TRABAJO POR HACER:
**A)** En el texto sobre la Navidad en casa, cambia "océano" por "mar" y copia el tramo que va desde "Me digo que" hasta "ni sabíamos acceder.".
**B)** Resume en pocas líneas el párrafo del texto sobre la Navidad en casa que empieza con "Mi principal tesis apunta a la extranjería" y conserva sus datos principales.

En casa no se celebraba Navidad. O, para ser más exactos, se la celebraba muy poco, más bien apenas: no había mucha ceremonia de regalos ni cuentos sobre Papa Noel y los Reyes; en alguna temporada creo recordar que ni siquiera hubo árbol.

No era una cuestión de principios, ni una postura ideológica o religiosa: de hecho, mis padres siempre se consideraron a sí mismos católicos. Tampoco se trataba de desinterés o apatía; era algo distinto, y con el tiempo elaboré alguna teoría (que, como todas las teorías con las que intentamos explicar algo de los otros –sobre todo de nuestros padres– tiene severas chances de estar completamente equivocada).

Mi principal tesis apunta a la extranjería. Mis padres emigraron de España entre fines de los años cincuenta y comienzos de los sesenta. Justo cuando el flujo migrante declinaba y su país remontaba económicamente; nunca terminó de estar claro por qué vinieron, pero sí por qué se quedaron: la vida y esa manera que tiene, a veces, de arrasar a las personas.

Me digo que no está mal que haya una fecha en la que, con humildad o con pompa, entre multitudes o con el núcleo de los afectos más íntimos, pongamos una mesa lo más linda que se pueda, compartamos comida y tragos y, haya niños o no, tengamos el gesto del pequeño presente

Lo cierto es que, aun radicados definitivamente en estas tierras, ninguno de los dos ni se adaptó, ni se encariñó ni se reconoció en nada de lo que la Argentina les ofrecía. Su paraíso personal había quedado del otro lado del océano; cultivaron, como si cincelaran una delicada esfera de cristal, un territorio propio, un pequeño e imaginario mundo español donde encontraban reposo, certezas, refugio. En esa isla, imagino, quedaron sus Navidades, días de nieve y de infancia idealizados y encapsulados junto a quién sabe cuántas otras cosas a las que los demás no podíamos ni sabíamos acceder.

MATERIAL:
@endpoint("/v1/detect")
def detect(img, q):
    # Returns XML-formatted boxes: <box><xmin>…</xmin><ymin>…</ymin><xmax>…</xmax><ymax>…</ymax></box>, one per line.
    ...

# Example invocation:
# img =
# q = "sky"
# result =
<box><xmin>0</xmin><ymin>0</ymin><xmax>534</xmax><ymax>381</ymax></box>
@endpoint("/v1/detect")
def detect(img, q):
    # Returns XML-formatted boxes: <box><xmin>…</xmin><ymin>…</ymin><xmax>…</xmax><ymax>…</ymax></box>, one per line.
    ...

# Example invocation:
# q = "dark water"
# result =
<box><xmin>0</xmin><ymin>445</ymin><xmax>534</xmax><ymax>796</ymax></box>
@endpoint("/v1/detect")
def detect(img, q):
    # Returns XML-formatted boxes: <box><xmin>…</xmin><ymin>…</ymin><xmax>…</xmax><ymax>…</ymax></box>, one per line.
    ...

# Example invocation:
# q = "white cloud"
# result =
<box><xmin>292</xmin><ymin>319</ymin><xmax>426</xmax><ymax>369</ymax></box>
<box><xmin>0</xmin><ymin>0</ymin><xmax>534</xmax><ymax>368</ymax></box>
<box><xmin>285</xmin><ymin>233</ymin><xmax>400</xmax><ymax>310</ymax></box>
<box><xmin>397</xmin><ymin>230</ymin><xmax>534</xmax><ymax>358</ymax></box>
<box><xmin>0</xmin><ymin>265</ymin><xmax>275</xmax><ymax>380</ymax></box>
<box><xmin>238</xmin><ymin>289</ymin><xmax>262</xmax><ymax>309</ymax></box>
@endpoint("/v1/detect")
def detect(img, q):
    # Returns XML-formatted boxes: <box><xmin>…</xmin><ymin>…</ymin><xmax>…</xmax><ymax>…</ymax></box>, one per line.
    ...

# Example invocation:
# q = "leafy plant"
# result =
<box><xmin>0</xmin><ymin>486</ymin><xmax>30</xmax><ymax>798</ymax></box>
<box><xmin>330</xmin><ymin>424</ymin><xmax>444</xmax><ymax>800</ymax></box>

RESULTADOS:
**A)**
Me digo que no está mal que haya una fecha en la que, con humildad o con pompa, entre multitudes o con el núcleo de los afectos más íntimos, pongamos una mesa lo más linda que se pueda, compartamos comida y tragos y, haya niños o no, tengamos el gesto del pequeño presente

Lo cierto es que, aun radicados definitivamente en estas tierras, ninguno de los dos ni se adaptó, ni se encariñó ni se reconoció en nada de lo que la Argentina les ofrecía. Su paraíso personal había quedado del otro lado del mar; cultivaron, como si cincelaran una delicada esfera de cristal, un territorio propio, un pequeño e imaginario mundo español donde encontraban reposo, certezas, refugio. En esa isla, imagino, quedaron sus Navidades, días de nieve y de infancia idealizados y encapsulados junto a quién sabe cuántas otras cosas a las que los demás no podíamos ni sabíamos acceder.

**B)** La tesis principal apunta a la extranjería. Los padres emigraron de España entre fines de los años cincuenta y comienzos de los sesenta, cuando la emigración ya bajaba y su país se recuperaba en lo económico. Nunca quedó claro por qué vinieron. Sí quedó claro por qué se quedaron: por la vida, que a veces arrasa a las personas.